═══ Excerto fornecido ═══
Estigma e vergonha associados à obesidade afastaram pessoas
O rastreio à obesidade, com o mote “O Corpo Pode Resistir à Perda de Peso”, decorreu entre 23 de maio e 29 de junho, A iniciativa teve lugar em Vila Nova de Gaia, Braga, Coimbra, Aveiro, Leiria, Castelo Branco, Évora, Faro, Almada e Lisboa, com o objetivo de alertar para os perigos da obesidade e sensibilizar as pessoas afetadas para procurarem ajuda médica.
Num balanço feito à agência Lusa, o presidente da Sociedade Portuguesa para o Estudo da Obesidade (SPEO), José Silva Nunes, disse que foram realizados cerca de 300 rastreios, maioritariamente mulheres, entre os 40 e os 55 anos, conforme o esperado. O endocrinologista explicou que a obesidade é desvalorizada pela sociedade em geral, mas sobretudo pelos homens, “que não veem tanto como uma doença como acontece com as mulheres”, o que explica a maior adesão feminina. Quanto às idades, disse que é entre os 40 e os 55 anos que a obesidade frequentemente já está associada a várias comorbilidades e em que há uma mudança na forma como a doença é encarada.
═══ Dados fornecidos ═══
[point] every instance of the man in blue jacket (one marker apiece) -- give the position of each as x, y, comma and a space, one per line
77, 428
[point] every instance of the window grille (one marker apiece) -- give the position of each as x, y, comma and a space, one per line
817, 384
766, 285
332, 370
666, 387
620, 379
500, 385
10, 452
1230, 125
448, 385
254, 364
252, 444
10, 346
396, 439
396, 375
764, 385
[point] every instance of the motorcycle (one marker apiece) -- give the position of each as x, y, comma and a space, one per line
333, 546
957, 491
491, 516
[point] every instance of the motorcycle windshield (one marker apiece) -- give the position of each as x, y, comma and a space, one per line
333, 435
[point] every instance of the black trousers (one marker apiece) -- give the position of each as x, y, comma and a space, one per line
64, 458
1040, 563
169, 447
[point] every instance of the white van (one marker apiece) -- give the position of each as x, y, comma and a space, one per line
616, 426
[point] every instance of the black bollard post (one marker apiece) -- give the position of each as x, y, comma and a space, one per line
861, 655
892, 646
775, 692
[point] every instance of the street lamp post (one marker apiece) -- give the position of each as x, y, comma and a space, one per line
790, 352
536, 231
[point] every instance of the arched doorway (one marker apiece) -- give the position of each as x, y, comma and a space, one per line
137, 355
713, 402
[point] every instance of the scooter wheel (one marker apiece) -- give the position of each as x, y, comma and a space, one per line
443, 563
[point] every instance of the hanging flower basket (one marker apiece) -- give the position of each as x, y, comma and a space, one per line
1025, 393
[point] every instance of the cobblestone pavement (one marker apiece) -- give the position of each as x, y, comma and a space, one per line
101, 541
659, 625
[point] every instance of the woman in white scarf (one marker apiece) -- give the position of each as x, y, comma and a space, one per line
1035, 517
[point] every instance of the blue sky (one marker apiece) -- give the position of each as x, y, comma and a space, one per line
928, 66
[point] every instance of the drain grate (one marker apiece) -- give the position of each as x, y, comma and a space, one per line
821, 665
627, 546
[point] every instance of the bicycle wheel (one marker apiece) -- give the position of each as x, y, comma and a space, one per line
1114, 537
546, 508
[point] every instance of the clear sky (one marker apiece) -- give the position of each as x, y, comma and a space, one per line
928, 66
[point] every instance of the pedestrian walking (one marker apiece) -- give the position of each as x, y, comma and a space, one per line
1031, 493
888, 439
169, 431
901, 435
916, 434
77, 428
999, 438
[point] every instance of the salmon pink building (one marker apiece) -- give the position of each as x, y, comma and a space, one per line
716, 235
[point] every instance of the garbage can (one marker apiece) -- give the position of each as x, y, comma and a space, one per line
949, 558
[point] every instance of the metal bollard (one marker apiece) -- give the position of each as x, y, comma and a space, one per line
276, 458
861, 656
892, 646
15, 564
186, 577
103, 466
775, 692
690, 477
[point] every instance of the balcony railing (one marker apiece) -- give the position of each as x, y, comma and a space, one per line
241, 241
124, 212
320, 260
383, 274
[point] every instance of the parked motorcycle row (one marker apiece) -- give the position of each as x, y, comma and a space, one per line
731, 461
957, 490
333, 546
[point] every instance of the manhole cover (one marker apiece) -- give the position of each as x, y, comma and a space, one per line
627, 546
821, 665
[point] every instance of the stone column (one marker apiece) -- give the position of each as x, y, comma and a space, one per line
═══
_Enunciado_
Transcreve do excerto sobre o rastreio à obesidade o trecho entre "Num balanço feito" e "doença é encarada.", ambos incluídos. Baseia-te apenas no excerto, sem recorrer à listagem.

_Resolução_
Num balanço feito à agência Lusa, o presidente da Sociedade Portuguesa para o Estudo da Obesidade (SPEO), José Silva Nunes, disse que foram realizados cerca de 300 rastreios, maioritariamente mulheres, entre os 40 e os 55 anos, conforme o esperado. O endocrinologista explicou que a obesidade é desvalorizada pela sociedade em geral, mas sobretudo pelos homens, “que não veem tanto como uma doença como acontece com as mulheres”, o que explica a maior adesão feminina. Quanto às idades, disse que é entre os 40 e os 55 anos que a obesidade frequentemente já está associada a várias comorbilidades e em que há uma mudança na forma como a doença é encarada.